→ **EXCERPT**
+++
Personally I'm send a warn at 80%, a critical at 90% and fail any backups
taking use beyond 100%.

If you could give users the ability to delete either an entire backup, or
all backups of a specific file/directory, then it is their problem.

I'm not personally fond of the idea of billing people whose backups grow
beyond their limit, might require a check of the t&c's they agree to, but
whatever it certainly shouldn't load you with work when a customer uses
more than they've paid for!

Nige

> Hi Rodrigo,
>
> On Mon, Dec 30, 2013 at 12:44:59PM -0200, Rodrigo Campos wrote:
>> On Monday, December 30, 2013, Andy Smith wrote:
>> > - Nagios sends warnings when that usage goes above 95%, sends
>> > critical alerts if it goes above 100%
>>
>>
>> Critical on 100% is maybe too late?
>
> Having just checked it is actually 95% for warning and 99% for
> critical.
>
>> I would say maybe ~90% can be critical, as you are clearly running out
>> of
>> space and won't be able to backup anymore.
>
> That is a fair point although the words "warning" and "critical" are
> at the moment just words used in template text in the alert and
> there is therefore no significance between them except what the
> recipient reads.
>
> Also doubtless different people will consider different percentages
> to be what they want.
>
> There isn't a concept of "running out of space" at the moment - if
> you go above 100% then your backups still work. You just eventually
> get asked by me to pay for more space or have some stuff deleted.
>
> Perhaps it is best if the critical alerts stay at 99% and I allow
> the warning percentage to be configurable.
>
>> Or if the size of the last backup times 7 (like in a week you won't be
>> able
>> to backup anymore) is more than x%, then critical. But maybe is a pita
>> to
>> get the size of the last backup?
>
> It doesn't really work like this as there isn't a concept of "size
> of last backup" - only files that change are backed up, so if you
> had ten 1GB files that did not change since last time then the usage
> would be 10GB even though there are two sets of backups.
>
> If one file changed then both versions would be stored, so the usage
> across both sets of backups would be 11GB. So, there is a
> *differential* of 1GB per backup run, and it is true that I could
> take note of this and compare it to how much space is left then
> guess how many of these backup runs would fit given the same amount
> of diffs every time.
+++
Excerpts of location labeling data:

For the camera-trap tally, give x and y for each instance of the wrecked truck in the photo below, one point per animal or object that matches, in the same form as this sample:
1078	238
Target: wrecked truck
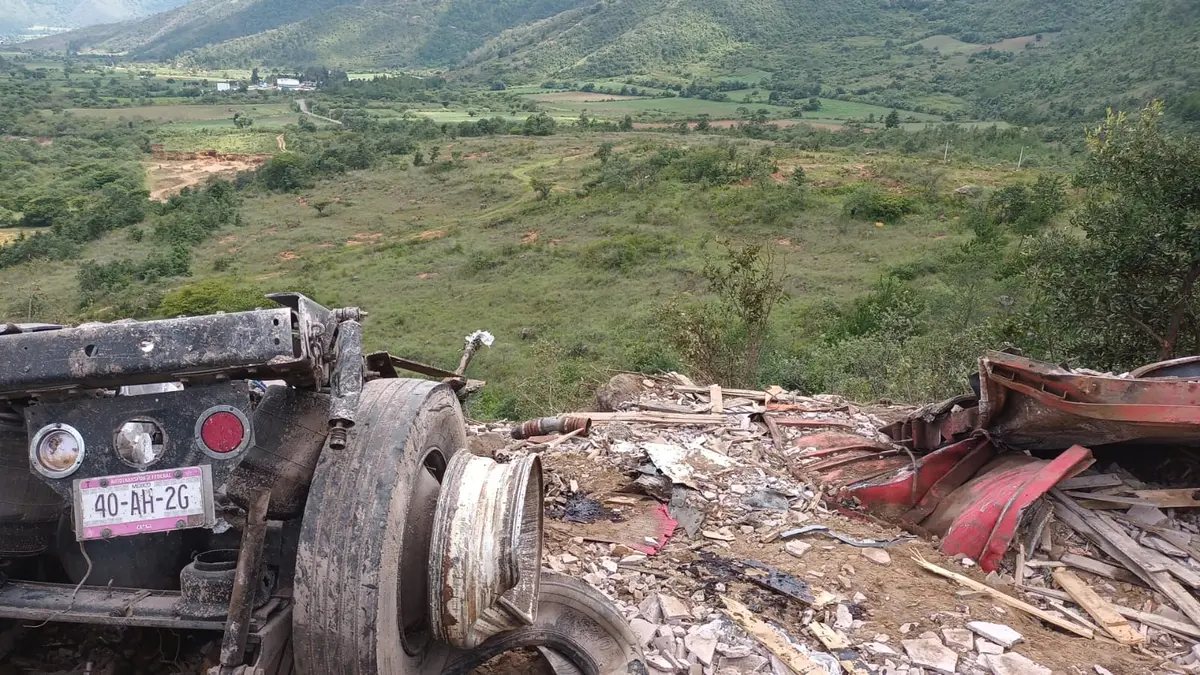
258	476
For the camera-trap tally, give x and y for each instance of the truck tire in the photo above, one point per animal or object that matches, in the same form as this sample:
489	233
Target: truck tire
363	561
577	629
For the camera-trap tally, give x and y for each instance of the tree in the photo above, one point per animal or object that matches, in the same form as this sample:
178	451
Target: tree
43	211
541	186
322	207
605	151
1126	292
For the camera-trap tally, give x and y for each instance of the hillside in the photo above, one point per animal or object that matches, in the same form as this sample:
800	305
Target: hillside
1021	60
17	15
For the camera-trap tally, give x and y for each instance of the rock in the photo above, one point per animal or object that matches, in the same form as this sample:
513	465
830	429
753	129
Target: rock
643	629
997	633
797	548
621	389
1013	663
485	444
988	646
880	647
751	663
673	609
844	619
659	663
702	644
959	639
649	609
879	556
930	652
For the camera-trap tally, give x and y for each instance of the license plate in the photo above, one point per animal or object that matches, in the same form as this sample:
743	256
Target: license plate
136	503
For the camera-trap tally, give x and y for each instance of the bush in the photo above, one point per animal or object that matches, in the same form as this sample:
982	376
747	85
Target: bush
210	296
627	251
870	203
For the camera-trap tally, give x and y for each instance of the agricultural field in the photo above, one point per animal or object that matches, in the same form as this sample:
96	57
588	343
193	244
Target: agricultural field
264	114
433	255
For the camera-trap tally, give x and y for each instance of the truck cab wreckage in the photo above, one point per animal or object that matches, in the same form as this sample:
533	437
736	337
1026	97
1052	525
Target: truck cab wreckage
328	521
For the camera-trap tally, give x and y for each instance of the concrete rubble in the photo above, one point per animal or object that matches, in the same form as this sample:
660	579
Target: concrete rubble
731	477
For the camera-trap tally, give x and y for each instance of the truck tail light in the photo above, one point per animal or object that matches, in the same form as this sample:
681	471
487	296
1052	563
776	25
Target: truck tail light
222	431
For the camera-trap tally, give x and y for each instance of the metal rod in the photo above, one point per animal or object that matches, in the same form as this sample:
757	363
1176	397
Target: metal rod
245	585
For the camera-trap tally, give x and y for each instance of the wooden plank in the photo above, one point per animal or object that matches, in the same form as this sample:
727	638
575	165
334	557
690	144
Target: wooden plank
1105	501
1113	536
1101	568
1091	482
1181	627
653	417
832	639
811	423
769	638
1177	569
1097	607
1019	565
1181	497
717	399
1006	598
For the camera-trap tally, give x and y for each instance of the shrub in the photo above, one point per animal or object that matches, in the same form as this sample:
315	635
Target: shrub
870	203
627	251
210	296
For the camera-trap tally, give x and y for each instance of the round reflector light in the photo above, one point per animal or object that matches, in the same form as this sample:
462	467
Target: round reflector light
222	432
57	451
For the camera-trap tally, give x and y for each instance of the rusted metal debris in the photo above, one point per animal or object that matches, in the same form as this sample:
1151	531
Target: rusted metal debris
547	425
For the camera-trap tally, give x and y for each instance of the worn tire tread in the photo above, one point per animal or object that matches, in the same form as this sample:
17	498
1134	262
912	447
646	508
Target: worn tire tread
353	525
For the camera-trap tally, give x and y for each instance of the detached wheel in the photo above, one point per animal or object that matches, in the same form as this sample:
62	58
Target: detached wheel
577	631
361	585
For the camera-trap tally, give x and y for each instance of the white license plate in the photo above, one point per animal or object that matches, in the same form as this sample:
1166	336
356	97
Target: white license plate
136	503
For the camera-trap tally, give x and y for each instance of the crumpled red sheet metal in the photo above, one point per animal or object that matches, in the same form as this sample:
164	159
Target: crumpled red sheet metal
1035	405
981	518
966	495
+++
→ **REQUIRED WORK**
Please answer these questions about the backup alerts discussion, one line each:
1. After checking, what warning and critical percentages does Andy Smith report?
2. At what usage levels does Nige send a warning and a critical alert?
3. In the ten 1GB files example, what is the usage across both sets of backups if one file changed?

→ **RESULT OF THIS TASK**
1. 95% for warning and 99% for critical.
2. A warning at 80% and a critical at 90%.
3. 11GB.